• _RECORDS FOR THE TASK_
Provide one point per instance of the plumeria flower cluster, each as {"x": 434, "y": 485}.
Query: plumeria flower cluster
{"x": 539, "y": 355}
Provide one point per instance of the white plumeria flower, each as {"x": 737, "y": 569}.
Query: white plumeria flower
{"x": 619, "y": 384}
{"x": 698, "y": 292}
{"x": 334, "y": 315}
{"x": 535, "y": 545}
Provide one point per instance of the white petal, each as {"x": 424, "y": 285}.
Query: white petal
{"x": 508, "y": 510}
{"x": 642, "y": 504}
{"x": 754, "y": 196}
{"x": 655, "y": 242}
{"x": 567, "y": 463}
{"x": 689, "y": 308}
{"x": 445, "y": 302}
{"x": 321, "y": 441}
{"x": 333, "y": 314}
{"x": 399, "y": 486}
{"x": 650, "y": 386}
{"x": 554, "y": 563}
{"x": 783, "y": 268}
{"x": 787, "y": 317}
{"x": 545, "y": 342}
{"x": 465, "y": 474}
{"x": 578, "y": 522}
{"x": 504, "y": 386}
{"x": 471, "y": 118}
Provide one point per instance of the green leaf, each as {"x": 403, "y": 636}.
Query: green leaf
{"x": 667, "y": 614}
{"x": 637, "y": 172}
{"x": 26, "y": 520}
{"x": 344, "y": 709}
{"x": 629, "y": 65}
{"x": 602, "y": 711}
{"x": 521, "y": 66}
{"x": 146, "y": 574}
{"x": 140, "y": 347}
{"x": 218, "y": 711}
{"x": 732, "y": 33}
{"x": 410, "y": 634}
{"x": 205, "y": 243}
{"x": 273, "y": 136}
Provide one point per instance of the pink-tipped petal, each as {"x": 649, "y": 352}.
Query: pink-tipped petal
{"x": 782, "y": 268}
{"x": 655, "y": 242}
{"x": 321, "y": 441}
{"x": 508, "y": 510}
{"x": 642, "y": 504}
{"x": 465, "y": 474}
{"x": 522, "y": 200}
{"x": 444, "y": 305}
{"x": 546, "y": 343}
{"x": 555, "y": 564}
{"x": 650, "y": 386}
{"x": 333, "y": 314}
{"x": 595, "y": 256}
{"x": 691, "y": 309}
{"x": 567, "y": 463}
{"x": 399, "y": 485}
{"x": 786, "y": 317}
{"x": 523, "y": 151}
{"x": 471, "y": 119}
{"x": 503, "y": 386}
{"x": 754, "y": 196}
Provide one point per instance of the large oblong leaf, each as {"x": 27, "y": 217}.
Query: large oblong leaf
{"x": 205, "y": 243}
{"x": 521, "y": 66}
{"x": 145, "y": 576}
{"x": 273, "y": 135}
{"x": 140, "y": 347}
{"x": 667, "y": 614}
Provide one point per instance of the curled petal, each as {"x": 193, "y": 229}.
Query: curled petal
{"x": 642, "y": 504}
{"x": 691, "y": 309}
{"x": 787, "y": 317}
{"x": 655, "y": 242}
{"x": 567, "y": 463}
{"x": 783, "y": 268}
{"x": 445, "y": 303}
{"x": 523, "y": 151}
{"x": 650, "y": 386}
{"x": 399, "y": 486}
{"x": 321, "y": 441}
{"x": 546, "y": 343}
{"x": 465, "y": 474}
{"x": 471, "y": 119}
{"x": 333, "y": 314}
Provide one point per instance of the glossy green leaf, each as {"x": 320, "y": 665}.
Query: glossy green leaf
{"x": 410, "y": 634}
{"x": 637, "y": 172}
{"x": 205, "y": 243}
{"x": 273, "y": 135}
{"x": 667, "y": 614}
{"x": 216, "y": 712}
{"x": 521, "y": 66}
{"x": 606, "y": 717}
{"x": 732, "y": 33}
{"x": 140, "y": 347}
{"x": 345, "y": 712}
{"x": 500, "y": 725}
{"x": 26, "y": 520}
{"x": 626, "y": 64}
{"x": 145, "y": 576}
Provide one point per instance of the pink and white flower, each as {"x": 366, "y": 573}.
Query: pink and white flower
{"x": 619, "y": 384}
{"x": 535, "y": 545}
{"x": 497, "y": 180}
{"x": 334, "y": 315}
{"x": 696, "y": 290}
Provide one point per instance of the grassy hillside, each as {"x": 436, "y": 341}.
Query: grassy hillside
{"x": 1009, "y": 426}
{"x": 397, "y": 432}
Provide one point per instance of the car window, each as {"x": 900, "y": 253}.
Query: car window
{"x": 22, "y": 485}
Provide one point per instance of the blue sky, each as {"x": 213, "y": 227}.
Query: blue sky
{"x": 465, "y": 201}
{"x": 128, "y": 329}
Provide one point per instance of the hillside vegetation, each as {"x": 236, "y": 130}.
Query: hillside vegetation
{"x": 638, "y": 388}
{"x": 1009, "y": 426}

• _AIM OF THE EXERCISE_
In the listing above, start at the line with "Provide one point per instance of the white plumeria", go on through the line with "Provide one point per instance of the white petal, each", and copy each of those lines exactly; leave out all the rest.

• _SOLUTION TO THIS EXERCISE_
Provide one point per instance of the white plumeria flower, each as {"x": 737, "y": 569}.
Query: white plumeria flower
{"x": 619, "y": 384}
{"x": 698, "y": 292}
{"x": 334, "y": 315}
{"x": 535, "y": 545}
Provide one point per instance of the white petal, each as {"x": 424, "y": 285}.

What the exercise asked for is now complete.